__GOAL OF THE EXERCISE__: Pictures found in the material must be left out, and every line returned as written.

___ DATASET RECORDS

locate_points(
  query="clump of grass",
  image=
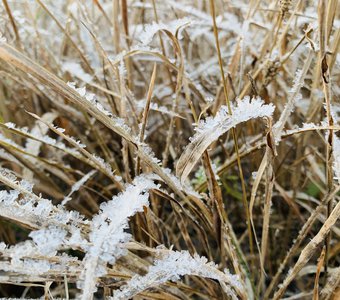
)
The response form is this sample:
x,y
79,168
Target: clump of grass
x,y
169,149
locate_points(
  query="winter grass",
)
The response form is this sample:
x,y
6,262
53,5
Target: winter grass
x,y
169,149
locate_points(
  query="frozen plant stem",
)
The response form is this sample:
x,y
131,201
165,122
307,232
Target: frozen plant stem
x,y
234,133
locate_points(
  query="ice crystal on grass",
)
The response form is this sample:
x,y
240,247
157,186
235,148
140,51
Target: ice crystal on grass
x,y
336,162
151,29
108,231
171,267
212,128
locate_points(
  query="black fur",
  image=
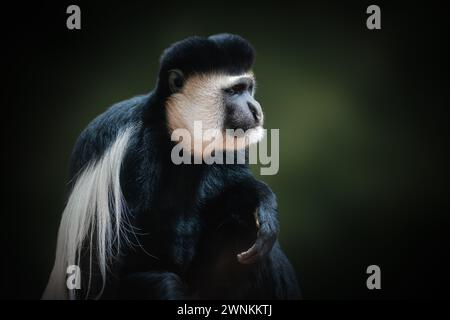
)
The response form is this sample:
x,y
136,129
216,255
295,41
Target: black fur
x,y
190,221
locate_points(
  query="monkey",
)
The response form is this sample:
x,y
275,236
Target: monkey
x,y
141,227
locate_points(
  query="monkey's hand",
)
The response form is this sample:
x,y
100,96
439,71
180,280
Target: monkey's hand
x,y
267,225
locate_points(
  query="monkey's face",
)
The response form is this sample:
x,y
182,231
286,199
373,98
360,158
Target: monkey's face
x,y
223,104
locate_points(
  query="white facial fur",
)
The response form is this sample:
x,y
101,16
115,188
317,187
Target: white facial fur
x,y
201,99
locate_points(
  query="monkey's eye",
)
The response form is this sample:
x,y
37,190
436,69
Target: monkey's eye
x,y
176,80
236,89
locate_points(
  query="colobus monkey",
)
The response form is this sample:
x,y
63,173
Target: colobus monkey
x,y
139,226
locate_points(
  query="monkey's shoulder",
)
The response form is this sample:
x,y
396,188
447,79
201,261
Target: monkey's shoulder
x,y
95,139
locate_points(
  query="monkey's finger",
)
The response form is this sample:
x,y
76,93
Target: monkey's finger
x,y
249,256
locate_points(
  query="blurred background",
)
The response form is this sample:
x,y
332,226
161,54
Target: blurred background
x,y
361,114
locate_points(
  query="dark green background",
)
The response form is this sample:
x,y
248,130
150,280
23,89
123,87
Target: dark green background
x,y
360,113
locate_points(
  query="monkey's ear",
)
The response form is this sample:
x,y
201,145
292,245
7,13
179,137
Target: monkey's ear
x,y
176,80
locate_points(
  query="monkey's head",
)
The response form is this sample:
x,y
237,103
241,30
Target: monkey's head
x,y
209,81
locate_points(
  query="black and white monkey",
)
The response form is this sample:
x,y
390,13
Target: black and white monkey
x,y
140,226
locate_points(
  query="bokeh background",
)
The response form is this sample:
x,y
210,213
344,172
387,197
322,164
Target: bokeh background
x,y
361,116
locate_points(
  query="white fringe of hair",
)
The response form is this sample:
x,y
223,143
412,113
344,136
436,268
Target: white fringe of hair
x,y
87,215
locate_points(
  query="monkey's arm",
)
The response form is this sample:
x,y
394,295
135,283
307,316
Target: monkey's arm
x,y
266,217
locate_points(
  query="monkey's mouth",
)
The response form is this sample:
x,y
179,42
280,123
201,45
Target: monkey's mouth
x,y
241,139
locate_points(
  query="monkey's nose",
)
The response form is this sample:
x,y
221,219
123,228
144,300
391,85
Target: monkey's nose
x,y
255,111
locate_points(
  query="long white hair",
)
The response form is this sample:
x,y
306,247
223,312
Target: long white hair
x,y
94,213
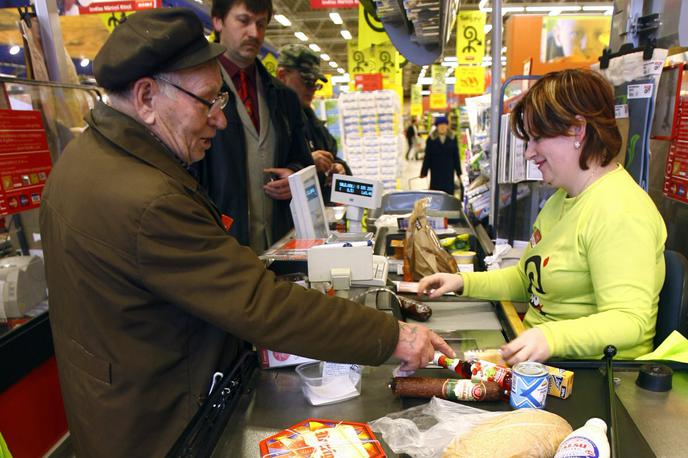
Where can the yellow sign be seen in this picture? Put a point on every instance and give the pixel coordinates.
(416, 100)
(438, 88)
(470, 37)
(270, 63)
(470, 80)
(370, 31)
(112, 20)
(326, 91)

______

__YOUR RESPONSE__:
locate_points(
  query="clump of grass",
  image=
)
The response form is this sample:
x,y
79,168
Target: clump of grass
x,y
169,149
locate_points(
  query="winter grass",
)
The response form is this sample:
x,y
6,262
53,5
Target: winter grass
x,y
169,149
locate_points(
  query="frozen plant stem",
)
The response form is this sample:
x,y
131,201
165,122
307,232
Target: frozen plant stem
x,y
234,133
locate_points(
  query="ice crystal on grass",
)
The response form is this sample:
x,y
240,247
157,186
235,148
140,51
Target: ice crystal on grass
x,y
336,162
151,29
108,231
171,267
212,128
locate_points(
  query="black fur",
  image=
)
The response form is this sample:
x,y
136,129
216,255
295,41
Target: black fur
x,y
190,221
locate_points(
  query="monkey",
)
The response form is this sample:
x,y
275,236
Target: monkey
x,y
141,227
locate_points(
  query="monkey's hand",
)
The response form is this sample:
x,y
100,96
439,71
180,280
Target: monkey's hand
x,y
267,225
locate_points(
  query="monkey's face",
)
The response form is this sample:
x,y
182,231
286,199
373,98
360,158
Target: monkey's face
x,y
223,104
locate_points(
  query="white facial fur",
)
The response form is this sample:
x,y
101,16
115,188
317,187
Target: white facial fur
x,y
201,99
locate_points(
  query="monkey's eye",
)
The response form is this sample:
x,y
37,190
436,69
Target: monkey's eye
x,y
176,80
236,89
locate_points(
  query="colobus monkey",
)
The response form is this sample:
x,y
63,173
Target: colobus monkey
x,y
139,226
locate_points(
  query="monkey's shoulder",
)
The response form is this sample:
x,y
396,188
447,79
201,261
Target: monkey's shoulder
x,y
95,139
locate_points(
  query="monkey's finger",
)
The response form is this sample:
x,y
76,93
Target: monkey's finger
x,y
249,256
locate_points(
  query="blurred background",
)
The response form is this sample:
x,y
332,226
161,54
Target: blurred background
x,y
361,114
locate_points(
  query="dark green background",
)
The response form is this sample:
x,y
248,130
150,280
23,89
123,87
Target: dark green background
x,y
360,113
locate_points(
  query="monkey's ear",
)
The response form is this sample:
x,y
201,145
292,245
7,13
179,137
Target: monkey's ear
x,y
176,80
locate_points(
  query="monkey's head",
)
The response form is this sample:
x,y
237,103
241,30
Target: monkey's head
x,y
209,81
locate_points(
  query="black and white monkey",
)
The response form is this sample:
x,y
390,13
Target: black and white monkey
x,y
140,226
locate_points(
  query="bokeh background",
)
The response form is this sample:
x,y
210,213
344,172
387,197
322,164
Target: bokeh background
x,y
361,116
locate_points(
  query="white fringe of hair",
)
The response form is this sample:
x,y
223,143
412,113
344,136
436,268
Target: white fringe of hair
x,y
87,215
locate_points(
  query="monkey's arm",
)
The response form is this sample:
x,y
394,295
135,283
307,316
Target: monkey's arm
x,y
266,217
locate_points(
  query="monkey's mouth",
)
The response form is this sample:
x,y
179,42
280,123
201,45
Target: monkey's mouth
x,y
241,139
locate_points(
  query="monkey's nose",
)
The response form is this sample:
x,y
221,219
123,228
144,300
391,85
Target: monkey's nose
x,y
255,111
locate_points(
  query="long white hair",
)
The response form is this sample:
x,y
306,247
223,312
Target: long white hair
x,y
94,213
Where can the yellow sign be seen in this picture? Put a point on every instance and give the pixel coordinates.
(416, 100)
(438, 88)
(470, 37)
(270, 63)
(470, 80)
(370, 31)
(112, 20)
(326, 91)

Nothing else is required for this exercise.